Exercise:
Swap "this photo" for "this image" wherever it occurs in the rows below, and leave every other word unchanged. Give the rows back without the pictures.
----------
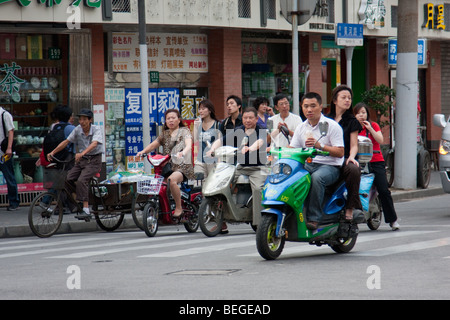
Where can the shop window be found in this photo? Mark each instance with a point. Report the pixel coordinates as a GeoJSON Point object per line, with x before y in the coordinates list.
{"type": "Point", "coordinates": [270, 7]}
{"type": "Point", "coordinates": [33, 69]}
{"type": "Point", "coordinates": [244, 9]}
{"type": "Point", "coordinates": [121, 6]}
{"type": "Point", "coordinates": [394, 17]}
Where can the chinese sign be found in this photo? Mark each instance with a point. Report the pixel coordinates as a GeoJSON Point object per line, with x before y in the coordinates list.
{"type": "Point", "coordinates": [254, 53]}
{"type": "Point", "coordinates": [421, 52]}
{"type": "Point", "coordinates": [160, 100]}
{"type": "Point", "coordinates": [434, 16]}
{"type": "Point", "coordinates": [166, 52]}
{"type": "Point", "coordinates": [350, 35]}
{"type": "Point", "coordinates": [10, 83]}
{"type": "Point", "coordinates": [99, 120]}
{"type": "Point", "coordinates": [372, 13]}
{"type": "Point", "coordinates": [51, 3]}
----------
Finished answer:
Where can the shop window be found in this image? Mark each instance with a point. Report the pixel coordinates as a GeoJSON Point object per line, with x before y in the coordinates list.
{"type": "Point", "coordinates": [270, 7]}
{"type": "Point", "coordinates": [33, 69]}
{"type": "Point", "coordinates": [244, 9]}
{"type": "Point", "coordinates": [121, 6]}
{"type": "Point", "coordinates": [394, 17]}
Where can the chinese sign be found in this image? Mark each instance with a point. Report the pixel coordinates as a GeoJSON Point object per line, with x before y in the coordinates list.
{"type": "Point", "coordinates": [254, 53]}
{"type": "Point", "coordinates": [421, 52]}
{"type": "Point", "coordinates": [160, 100]}
{"type": "Point", "coordinates": [434, 16]}
{"type": "Point", "coordinates": [166, 52]}
{"type": "Point", "coordinates": [350, 35]}
{"type": "Point", "coordinates": [10, 83]}
{"type": "Point", "coordinates": [99, 120]}
{"type": "Point", "coordinates": [372, 13]}
{"type": "Point", "coordinates": [51, 3]}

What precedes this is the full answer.